• _Written request_:
Copy out, word for word, every line of the records below, starting with the line that contains "Each instance receives one keypoint. Tag the wooden balcony" and going on through the final line of the records.

• _Data rows_:
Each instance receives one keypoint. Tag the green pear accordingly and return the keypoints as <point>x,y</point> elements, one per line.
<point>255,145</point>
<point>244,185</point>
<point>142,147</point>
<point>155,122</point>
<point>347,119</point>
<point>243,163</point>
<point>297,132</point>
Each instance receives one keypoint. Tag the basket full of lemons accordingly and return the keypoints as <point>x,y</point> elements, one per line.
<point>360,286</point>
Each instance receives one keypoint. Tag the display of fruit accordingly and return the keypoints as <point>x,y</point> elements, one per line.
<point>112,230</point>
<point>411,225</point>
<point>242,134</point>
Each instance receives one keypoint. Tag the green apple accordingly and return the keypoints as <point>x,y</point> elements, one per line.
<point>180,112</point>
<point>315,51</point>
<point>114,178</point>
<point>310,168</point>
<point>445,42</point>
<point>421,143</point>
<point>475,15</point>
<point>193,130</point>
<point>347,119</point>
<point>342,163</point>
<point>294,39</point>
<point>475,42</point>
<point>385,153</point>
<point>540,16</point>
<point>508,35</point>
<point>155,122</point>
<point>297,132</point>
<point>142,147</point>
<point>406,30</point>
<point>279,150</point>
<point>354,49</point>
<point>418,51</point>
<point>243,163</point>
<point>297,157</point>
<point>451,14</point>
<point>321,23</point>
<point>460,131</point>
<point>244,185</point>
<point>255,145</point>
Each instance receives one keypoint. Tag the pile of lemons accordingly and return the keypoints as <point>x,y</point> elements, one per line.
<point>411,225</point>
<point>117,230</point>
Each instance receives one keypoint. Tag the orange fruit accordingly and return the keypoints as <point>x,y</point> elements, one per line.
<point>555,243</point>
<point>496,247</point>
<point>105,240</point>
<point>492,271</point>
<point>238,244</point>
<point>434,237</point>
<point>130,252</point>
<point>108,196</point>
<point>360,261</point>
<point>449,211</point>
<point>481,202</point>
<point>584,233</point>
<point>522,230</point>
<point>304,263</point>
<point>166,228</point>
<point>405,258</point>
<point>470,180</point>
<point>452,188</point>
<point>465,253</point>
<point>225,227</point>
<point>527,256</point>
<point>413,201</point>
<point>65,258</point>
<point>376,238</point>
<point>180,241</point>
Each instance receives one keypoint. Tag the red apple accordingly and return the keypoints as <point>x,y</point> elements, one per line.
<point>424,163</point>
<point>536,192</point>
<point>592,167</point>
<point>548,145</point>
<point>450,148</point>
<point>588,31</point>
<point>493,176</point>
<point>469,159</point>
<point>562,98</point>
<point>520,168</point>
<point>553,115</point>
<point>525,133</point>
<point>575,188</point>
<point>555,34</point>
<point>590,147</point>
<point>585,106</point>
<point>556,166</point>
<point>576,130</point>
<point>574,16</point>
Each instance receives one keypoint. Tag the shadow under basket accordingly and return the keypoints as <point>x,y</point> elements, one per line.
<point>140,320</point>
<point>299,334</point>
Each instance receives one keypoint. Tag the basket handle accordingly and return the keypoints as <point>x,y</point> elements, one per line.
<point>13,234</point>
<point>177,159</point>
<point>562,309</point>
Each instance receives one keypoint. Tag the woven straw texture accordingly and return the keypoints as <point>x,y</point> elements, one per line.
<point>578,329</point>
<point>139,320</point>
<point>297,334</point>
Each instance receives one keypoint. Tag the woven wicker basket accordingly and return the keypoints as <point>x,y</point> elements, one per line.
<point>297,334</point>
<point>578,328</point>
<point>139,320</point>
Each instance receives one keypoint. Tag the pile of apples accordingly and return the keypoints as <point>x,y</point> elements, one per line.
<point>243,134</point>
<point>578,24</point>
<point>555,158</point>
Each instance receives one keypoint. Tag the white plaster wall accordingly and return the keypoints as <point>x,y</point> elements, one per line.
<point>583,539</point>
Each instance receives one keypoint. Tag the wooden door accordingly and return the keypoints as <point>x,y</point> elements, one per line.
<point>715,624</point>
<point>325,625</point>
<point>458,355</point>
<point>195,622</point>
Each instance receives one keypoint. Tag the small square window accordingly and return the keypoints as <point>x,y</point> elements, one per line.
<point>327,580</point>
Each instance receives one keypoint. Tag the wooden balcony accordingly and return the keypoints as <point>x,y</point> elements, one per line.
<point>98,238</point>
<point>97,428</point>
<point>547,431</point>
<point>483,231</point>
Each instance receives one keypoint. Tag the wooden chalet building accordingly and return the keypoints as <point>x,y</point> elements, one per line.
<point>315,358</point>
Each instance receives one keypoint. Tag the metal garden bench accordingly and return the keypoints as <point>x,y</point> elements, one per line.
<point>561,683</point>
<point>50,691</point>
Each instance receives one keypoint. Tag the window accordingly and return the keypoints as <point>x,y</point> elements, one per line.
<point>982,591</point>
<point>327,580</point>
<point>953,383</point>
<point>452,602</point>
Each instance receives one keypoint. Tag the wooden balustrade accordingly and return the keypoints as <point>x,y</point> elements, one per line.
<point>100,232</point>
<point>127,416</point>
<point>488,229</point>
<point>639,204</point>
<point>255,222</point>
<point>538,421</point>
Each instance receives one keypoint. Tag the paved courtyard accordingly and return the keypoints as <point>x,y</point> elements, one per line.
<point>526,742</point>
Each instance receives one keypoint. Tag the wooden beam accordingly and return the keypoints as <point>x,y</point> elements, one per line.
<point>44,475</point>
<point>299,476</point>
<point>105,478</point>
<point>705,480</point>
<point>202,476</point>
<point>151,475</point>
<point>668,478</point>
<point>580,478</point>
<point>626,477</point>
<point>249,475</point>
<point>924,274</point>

• _Solution to this task_:
Each instance receives one keypoint. Tag the wooden balcony accordingly and return the keypoints as <point>x,y</point> elements, one per line.
<point>98,238</point>
<point>97,428</point>
<point>547,431</point>
<point>483,231</point>
Each instance receives one keypoint. Tag the wooden chalet building accordingly and return the keypoints as <point>x,y</point> elements, one per line.
<point>315,358</point>
Each instance receives one keypoint. Tag the metal garden bench accordingly and return the keypoints as <point>x,y</point> elements, one per line.
<point>561,683</point>
<point>50,691</point>
Each instance receives one keypoint. Tag the window accordingly and return the keypoints as <point>x,y</point> elements, one per line.
<point>982,591</point>
<point>327,580</point>
<point>953,383</point>
<point>452,602</point>
Each instance receives one keypoint. Tag the wooden balustrade accordingly and return the keypoints as <point>x,y</point> elements, one per line.
<point>100,232</point>
<point>127,416</point>
<point>488,229</point>
<point>639,204</point>
<point>255,222</point>
<point>538,421</point>
Each instance receives one keypoint. Tag the paved courtyard accordingly and return the keypoints as <point>x,y</point> elements, one per line.
<point>526,742</point>
Each instance receives one keypoint. Tag the wooden beam accordingly and return the keypoints as <point>x,y</point> elements, one per line.
<point>44,475</point>
<point>299,476</point>
<point>105,478</point>
<point>705,480</point>
<point>202,476</point>
<point>151,475</point>
<point>668,478</point>
<point>580,478</point>
<point>626,477</point>
<point>249,475</point>
<point>924,274</point>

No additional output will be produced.